> WORK TO COMPLETE:
List every organization that the passage on the benchmark interest rate names with a capitalized proper name.

> SELECTED PASSAGE:
⟨

It is clear that the benchmark rates will be set at an arbitrary threshold. The govern­ment's 2008 budget decision was clearly wrong, which is why they have subsequently walked away from it. The 100 basis point change contained in this legislation is an attempt by the government to salvage a mess that they have created by offering some sort of compromise. However, as I mentioned, stakeholders and experts in the industry argue that it is set way too low to reflect the economics of this market. The Tax Institute, in its submission to the inquiry, argued that the government's approach 'could produce inequitable and distortive outcomes'. More persuasive is the establishment of a benchmark rate at the midpoint between the indicator rates for standard variable rate housing loans and personal unsecured variable rate loans, as was recommended by the Australian Financial Markets Association.

The amendment that the coalition will seek to move during the committee stage is an attempt to set a level for this benchmark interest rate under capital protected borrowings that equates the cost of the component required for capital protection equivalent to the cost of acquiring separate protection. Given that this was the original goal of the legislation in establishing a threshold, it would seem to the coalition to be the more sensible approach. I appreciate that this is all very technical. However, the consequences in the marketplace have been real and immediate. It is not in our national interest for this sort of gung-ho, ad hoc approach by government to prevent people from accessing the share market in a prudent way where they essentially provide insurance for themselves in the context of their investments. The coalition amendment would establish that the benchmark interest rate for capital protected borrowings would be at the midpoint between the indicator rates for standard variable rate housing loans and the personal unsecured variable rate loans as published by the Reserve Bank. We think that this is a more appropriate compromise position between the status quo and what the government has been trying to do since May 2008.

Evidence presented to the inquiry by Treasury suggests that the government's revenue estimates in relation to the original proposal and this amendment are highly overstated and unlikely to be achieved. In an exchange between Senator Bushby and Treasury, Senator Bushby asked:

Have you done any seat-of-the-pants calculations on what you think the impact that might have?

⟩

> STORED DATA:
⟨

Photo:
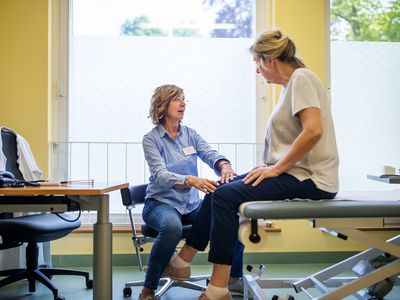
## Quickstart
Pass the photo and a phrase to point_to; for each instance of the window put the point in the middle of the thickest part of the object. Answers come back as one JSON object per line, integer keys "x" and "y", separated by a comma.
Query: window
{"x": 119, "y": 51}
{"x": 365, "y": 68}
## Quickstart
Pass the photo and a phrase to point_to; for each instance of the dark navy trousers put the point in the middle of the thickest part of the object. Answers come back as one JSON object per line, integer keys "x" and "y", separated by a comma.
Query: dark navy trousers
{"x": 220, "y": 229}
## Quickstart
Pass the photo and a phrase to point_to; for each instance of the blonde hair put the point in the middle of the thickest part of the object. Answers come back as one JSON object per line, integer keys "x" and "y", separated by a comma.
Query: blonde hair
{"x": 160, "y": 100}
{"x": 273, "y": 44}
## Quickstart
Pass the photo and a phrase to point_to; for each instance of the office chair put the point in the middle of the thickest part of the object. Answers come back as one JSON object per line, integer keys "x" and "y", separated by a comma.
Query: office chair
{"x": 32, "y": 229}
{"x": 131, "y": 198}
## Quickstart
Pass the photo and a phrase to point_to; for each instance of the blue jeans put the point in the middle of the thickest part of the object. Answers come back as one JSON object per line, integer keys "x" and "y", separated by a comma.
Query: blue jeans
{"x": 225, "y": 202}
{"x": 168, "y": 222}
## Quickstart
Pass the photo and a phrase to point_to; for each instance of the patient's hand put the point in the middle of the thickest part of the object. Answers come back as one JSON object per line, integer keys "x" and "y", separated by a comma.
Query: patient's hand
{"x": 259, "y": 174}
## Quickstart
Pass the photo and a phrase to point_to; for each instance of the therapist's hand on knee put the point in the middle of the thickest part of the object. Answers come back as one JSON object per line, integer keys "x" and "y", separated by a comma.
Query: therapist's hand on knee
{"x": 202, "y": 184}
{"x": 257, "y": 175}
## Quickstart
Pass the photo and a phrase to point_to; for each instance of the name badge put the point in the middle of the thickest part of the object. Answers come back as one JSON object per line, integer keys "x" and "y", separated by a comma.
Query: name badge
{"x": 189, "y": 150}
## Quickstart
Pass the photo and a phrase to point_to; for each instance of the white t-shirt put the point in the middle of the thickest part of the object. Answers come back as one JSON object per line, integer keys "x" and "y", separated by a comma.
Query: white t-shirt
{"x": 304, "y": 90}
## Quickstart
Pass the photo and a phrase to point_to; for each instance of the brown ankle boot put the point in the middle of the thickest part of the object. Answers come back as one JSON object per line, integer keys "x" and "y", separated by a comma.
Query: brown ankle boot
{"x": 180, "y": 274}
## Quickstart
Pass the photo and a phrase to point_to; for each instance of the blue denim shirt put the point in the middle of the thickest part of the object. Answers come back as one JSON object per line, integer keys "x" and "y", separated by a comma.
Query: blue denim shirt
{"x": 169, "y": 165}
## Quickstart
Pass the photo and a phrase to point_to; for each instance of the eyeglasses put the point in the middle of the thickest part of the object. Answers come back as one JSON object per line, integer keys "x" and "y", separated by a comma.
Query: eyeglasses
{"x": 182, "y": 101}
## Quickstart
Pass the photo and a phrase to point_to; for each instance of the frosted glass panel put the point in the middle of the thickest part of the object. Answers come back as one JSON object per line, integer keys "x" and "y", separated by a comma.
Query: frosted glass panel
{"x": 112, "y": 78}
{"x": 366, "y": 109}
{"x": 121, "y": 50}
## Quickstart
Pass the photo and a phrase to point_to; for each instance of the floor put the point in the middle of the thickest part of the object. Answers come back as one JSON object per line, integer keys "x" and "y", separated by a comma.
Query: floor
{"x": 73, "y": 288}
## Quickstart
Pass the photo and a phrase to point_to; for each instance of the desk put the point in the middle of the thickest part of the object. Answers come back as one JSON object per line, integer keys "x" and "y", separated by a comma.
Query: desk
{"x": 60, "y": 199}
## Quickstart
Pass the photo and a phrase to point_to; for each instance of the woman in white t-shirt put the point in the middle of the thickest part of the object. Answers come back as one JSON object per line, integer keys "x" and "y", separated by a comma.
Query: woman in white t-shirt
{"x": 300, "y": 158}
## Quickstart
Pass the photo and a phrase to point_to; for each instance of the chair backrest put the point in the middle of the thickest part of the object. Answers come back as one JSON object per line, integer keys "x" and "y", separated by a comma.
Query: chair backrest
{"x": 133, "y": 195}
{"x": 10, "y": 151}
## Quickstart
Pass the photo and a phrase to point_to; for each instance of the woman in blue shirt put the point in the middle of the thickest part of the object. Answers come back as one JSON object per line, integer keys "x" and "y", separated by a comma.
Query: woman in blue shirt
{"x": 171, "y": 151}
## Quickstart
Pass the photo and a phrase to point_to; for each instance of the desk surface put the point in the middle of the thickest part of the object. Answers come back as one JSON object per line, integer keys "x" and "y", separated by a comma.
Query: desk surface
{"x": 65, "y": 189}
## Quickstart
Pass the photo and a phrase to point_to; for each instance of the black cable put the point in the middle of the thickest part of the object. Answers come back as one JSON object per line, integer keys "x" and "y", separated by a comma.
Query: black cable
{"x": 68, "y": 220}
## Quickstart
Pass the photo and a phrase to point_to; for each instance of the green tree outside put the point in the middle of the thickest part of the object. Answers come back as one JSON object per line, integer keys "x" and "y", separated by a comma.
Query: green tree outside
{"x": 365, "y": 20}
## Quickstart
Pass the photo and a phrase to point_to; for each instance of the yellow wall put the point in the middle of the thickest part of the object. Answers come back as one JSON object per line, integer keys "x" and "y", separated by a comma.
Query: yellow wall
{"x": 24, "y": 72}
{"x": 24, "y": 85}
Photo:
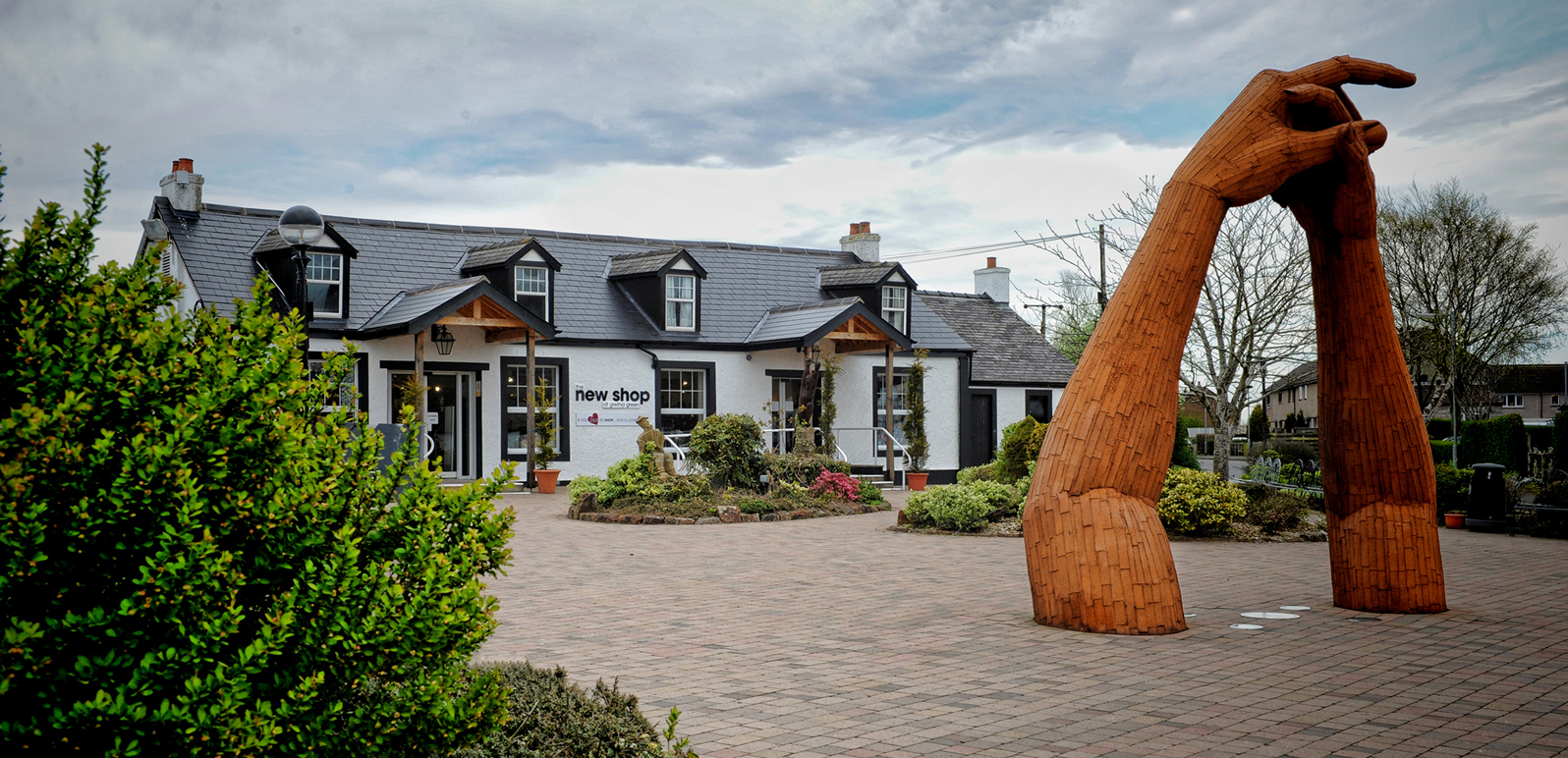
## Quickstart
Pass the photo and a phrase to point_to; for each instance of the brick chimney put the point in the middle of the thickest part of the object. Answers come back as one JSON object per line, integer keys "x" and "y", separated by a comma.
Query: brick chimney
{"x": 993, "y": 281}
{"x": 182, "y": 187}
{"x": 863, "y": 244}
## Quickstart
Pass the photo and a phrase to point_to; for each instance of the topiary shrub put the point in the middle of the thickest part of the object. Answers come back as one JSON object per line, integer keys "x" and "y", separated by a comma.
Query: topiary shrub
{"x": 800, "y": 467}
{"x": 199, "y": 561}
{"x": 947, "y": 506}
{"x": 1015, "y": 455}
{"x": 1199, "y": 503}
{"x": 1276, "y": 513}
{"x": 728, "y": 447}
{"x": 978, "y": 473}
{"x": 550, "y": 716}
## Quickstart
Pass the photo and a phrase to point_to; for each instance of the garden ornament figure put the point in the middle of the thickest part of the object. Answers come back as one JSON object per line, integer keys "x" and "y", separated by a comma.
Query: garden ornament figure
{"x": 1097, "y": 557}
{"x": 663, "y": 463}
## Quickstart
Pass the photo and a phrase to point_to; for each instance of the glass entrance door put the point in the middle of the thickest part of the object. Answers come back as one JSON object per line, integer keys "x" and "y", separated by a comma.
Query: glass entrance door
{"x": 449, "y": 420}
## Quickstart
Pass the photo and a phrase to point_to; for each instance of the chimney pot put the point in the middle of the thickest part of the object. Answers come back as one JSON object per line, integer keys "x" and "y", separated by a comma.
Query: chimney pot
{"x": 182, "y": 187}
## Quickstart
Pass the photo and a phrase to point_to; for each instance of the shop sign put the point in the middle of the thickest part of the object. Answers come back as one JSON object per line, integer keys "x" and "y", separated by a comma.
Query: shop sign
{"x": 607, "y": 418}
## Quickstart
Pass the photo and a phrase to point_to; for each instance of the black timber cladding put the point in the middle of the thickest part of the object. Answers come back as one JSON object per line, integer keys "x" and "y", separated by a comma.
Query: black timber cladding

⟩

> TASK RESULT:
The Tax Institute, the Australian Financial Markets Association, the Reserve Bank, Treasury